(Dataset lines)
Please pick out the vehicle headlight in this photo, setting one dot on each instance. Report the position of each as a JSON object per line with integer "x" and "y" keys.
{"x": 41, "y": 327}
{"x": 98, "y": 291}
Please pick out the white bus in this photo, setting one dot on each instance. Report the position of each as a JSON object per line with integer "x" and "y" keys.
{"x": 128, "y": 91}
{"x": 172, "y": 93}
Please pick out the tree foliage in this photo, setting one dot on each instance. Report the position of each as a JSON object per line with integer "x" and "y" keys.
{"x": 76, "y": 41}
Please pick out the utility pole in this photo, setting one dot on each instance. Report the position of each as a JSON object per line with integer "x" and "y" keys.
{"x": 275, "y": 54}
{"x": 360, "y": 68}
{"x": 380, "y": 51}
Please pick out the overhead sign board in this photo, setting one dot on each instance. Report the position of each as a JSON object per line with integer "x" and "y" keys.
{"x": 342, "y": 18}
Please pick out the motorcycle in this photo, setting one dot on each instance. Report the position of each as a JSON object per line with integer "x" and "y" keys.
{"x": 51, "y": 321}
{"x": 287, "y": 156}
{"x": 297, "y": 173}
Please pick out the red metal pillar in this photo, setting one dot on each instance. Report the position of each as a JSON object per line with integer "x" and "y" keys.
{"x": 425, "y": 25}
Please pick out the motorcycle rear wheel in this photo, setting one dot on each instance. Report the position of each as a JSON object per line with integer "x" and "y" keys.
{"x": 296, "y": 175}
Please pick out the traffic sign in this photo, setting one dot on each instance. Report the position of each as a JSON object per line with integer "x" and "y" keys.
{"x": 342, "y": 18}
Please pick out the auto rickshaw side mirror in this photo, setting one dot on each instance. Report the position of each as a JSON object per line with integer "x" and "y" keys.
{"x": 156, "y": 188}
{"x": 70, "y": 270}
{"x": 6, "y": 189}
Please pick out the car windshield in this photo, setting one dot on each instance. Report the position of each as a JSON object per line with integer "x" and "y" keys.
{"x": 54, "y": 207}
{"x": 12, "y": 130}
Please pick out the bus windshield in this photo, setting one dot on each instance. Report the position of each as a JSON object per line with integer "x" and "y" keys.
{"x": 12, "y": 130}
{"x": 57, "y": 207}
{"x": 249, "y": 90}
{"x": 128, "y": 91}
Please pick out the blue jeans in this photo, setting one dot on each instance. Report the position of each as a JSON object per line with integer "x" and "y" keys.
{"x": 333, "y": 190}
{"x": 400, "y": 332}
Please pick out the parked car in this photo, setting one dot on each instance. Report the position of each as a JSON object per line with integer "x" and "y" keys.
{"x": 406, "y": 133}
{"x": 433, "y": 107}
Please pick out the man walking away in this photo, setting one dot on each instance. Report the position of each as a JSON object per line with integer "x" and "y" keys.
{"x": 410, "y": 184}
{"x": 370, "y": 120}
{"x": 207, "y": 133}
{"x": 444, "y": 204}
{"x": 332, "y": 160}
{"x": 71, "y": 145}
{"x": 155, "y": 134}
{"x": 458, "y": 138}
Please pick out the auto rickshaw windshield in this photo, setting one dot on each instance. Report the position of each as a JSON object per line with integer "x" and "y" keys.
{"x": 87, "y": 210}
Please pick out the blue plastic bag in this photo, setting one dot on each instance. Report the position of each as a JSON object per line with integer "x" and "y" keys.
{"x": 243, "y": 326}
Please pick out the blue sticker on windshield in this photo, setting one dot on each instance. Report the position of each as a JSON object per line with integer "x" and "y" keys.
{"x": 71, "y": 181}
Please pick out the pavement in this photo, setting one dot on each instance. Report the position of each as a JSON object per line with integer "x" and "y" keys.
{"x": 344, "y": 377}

### EXERCISE INSTRUCTIONS
Scale the lines above, starting at the line that contains "Please pick out the bus" and continuing through the last line, and rewrite each one with its request included. Multiply every x and y coordinate in the answers by 2.05 and round to the nearest whole number, with halves rounded up.

### CORRECT OUTPUT
Please pick out the bus windshield in this photo, setting one dot on each instance. Report the position of each as a JSON object per line with integer "x" and "y" keys.
{"x": 25, "y": 267}
{"x": 117, "y": 424}
{"x": 510, "y": 185}
{"x": 262, "y": 187}
Please pick out the blue jeans in this photo, setting one dot on each instance. Report the position of each as a JSON object per line with integer "x" and "y" keys.
{"x": 683, "y": 390}
{"x": 820, "y": 681}
Please pick out the parked car in this photo, setting one dot on each instance. Report the position of each as a JSON object per line with integer "x" and "y" keys.
{"x": 832, "y": 273}
{"x": 888, "y": 219}
Please pick out the man walking away in this photo, setting one dot on each instance. Report the position of each as a JSON object per line with integer "x" and "y" keys.
{"x": 841, "y": 377}
{"x": 759, "y": 246}
{"x": 424, "y": 273}
{"x": 910, "y": 418}
{"x": 681, "y": 328}
{"x": 146, "y": 297}
{"x": 318, "y": 275}
{"x": 939, "y": 283}
Please pick out the auto rickshaw windshield in this photo, setting one dot on each instance. Report the position of each as a JSON object per line with integer "x" and "y" keys.
{"x": 178, "y": 431}
Please pick out the blue plastic bag in this photo, setting one dot on each instance. Report the position of each as a JSON object per line with integer "x" and "y" keys.
{"x": 498, "y": 668}
Please pick out the blue sticker on windshield in this photo, setting one dot on each instance. Report the position of each as a JSON object per line with integer "x" and "y" keys.
{"x": 146, "y": 371}
Please pick out the pavement in this photo, setting one dot on each instance. Report the position of each as a JSON object per line with integer "x" and "y" keys.
{"x": 705, "y": 773}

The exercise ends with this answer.